- Problem: Can you swap "black handbag" for "black tote bag" in the stretch from the line containing "segment: textured ceiling" through the end of the entries, keeping everything else unchanged? Return only that stretch, with the pictures left out.

Annotation dataset entries
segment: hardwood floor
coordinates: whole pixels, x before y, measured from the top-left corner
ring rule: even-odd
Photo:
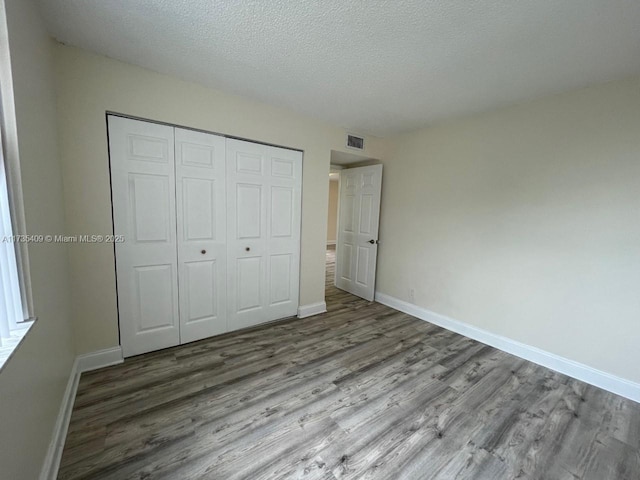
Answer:
[[[82,375],[62,479],[639,479],[640,405],[334,288]]]

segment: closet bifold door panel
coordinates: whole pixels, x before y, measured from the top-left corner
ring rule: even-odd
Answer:
[[[227,331],[225,139],[175,129],[181,343]]]
[[[296,315],[302,153],[107,121],[124,356]]]
[[[180,343],[173,127],[109,116],[120,338],[125,357]]]
[[[229,330],[296,315],[302,152],[227,139]]]

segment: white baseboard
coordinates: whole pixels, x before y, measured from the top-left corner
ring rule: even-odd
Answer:
[[[472,338],[492,347],[510,353],[517,357],[550,368],[556,372],[568,375],[577,380],[590,385],[602,388],[609,392],[623,396],[630,400],[640,402],[640,384],[616,377],[610,373],[597,370],[579,362],[569,360],[554,353],[532,347],[516,340],[512,340],[502,335],[491,333],[468,323],[454,320],[452,318],[432,312],[426,308],[419,307],[412,303],[405,302],[398,298],[376,292],[375,300],[391,308],[412,315],[421,320],[433,323],[452,332],[459,333],[465,337]]]
[[[71,366],[71,373],[67,381],[67,388],[64,390],[58,418],[53,427],[53,435],[51,436],[47,456],[44,458],[44,464],[40,471],[40,480],[55,480],[58,477],[62,449],[67,438],[69,420],[71,420],[71,411],[73,410],[73,402],[76,398],[79,381],[80,371],[78,370],[78,359],[76,358]]]
[[[53,435],[47,450],[47,456],[44,459],[42,470],[40,471],[40,480],[55,480],[58,477],[58,468],[62,459],[62,450],[64,442],[67,438],[67,430],[69,429],[69,421],[71,420],[71,412],[78,391],[78,382],[80,374],[90,370],[96,370],[110,365],[116,365],[124,361],[122,356],[122,348],[114,347],[97,352],[78,355],[71,366],[67,388],[62,397],[60,411],[56,424],[53,427]]]
[[[327,311],[327,304],[325,302],[310,303],[308,305],[300,305],[298,307],[298,318],[311,317],[312,315],[319,315]]]
[[[98,368],[117,365],[123,361],[122,347],[106,348],[97,352],[78,355],[78,371],[81,373],[89,372]]]

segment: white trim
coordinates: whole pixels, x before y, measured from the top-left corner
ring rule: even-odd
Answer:
[[[504,352],[524,358],[530,362],[537,363],[543,367],[550,368],[556,372],[563,373],[577,380],[581,380],[590,385],[602,388],[609,392],[621,395],[630,400],[640,402],[640,384],[616,377],[610,373],[597,370],[582,363],[561,357],[554,353],[541,350],[516,340],[512,340],[502,335],[488,332],[481,328],[474,327],[468,323],[454,320],[432,312],[426,308],[418,307],[398,298],[376,292],[375,300],[388,307],[400,310],[421,320],[433,323],[452,332],[459,333],[465,337],[472,338],[479,342],[495,347]]]
[[[78,359],[76,358],[71,367],[67,388],[62,397],[60,412],[53,427],[53,435],[51,443],[47,450],[47,456],[44,458],[44,464],[40,471],[40,480],[55,480],[58,477],[58,468],[60,468],[60,460],[62,459],[62,450],[64,442],[67,438],[67,430],[69,429],[69,421],[71,420],[71,412],[73,403],[78,391],[78,382],[80,381],[80,371],[78,370]]]
[[[58,418],[53,427],[53,435],[51,436],[47,456],[44,459],[42,470],[40,471],[40,480],[55,480],[58,477],[58,469],[60,468],[64,442],[67,439],[67,431],[69,430],[71,412],[73,411],[73,404],[78,391],[80,374],[90,370],[116,365],[123,361],[121,347],[107,348],[76,357],[71,366],[67,388],[64,391]]]
[[[122,347],[107,348],[105,350],[98,350],[97,352],[78,355],[78,371],[89,372],[91,370],[97,370],[98,368],[117,365],[123,361]]]
[[[311,317],[313,315],[319,315],[327,311],[327,304],[325,302],[310,303],[308,305],[300,305],[298,307],[298,318]]]

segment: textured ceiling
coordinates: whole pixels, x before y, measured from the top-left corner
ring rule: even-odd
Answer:
[[[639,0],[41,0],[58,40],[388,135],[640,72]]]

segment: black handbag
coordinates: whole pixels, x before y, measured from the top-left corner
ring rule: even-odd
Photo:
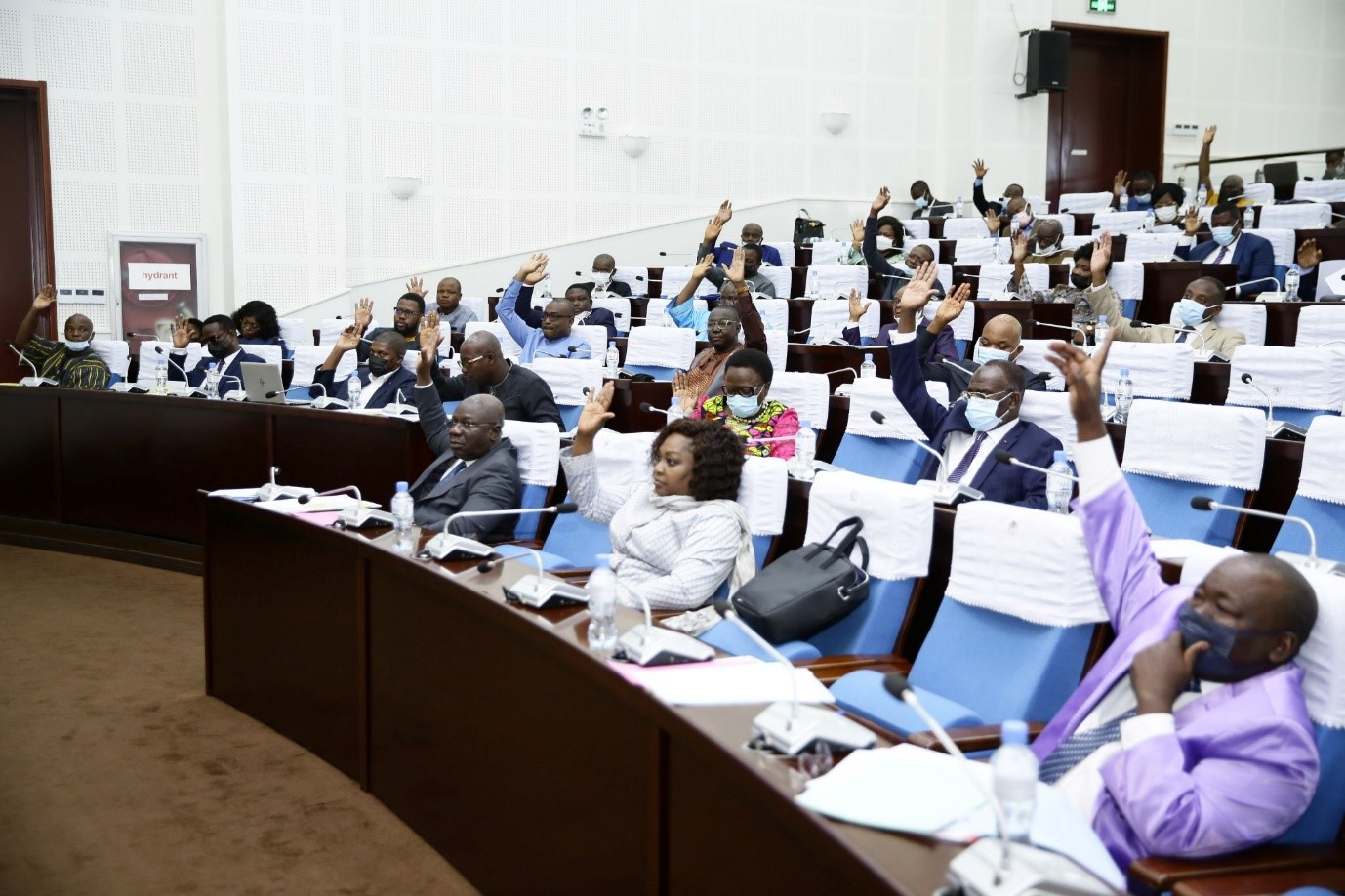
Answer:
[[[863,521],[850,517],[822,544],[777,558],[729,597],[729,608],[772,644],[810,638],[845,619],[869,596],[869,545],[861,529]],[[855,545],[859,566],[850,561]]]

- Answer:
segment: textured ceiling
coordinates: whole pixels, x before y, measured from the top-left corner
ring rule: even-odd
Answer:
[[[639,0],[41,0],[58,40],[388,135],[640,72]]]

segment: black tote bag
coordinates: whole pixels, x before y, measured from the top-left corner
ring rule: even-odd
Photo:
Answer:
[[[863,521],[850,517],[822,544],[777,558],[729,597],[729,608],[772,644],[810,638],[845,619],[869,596],[869,545],[861,529]],[[855,545],[859,566],[850,561]]]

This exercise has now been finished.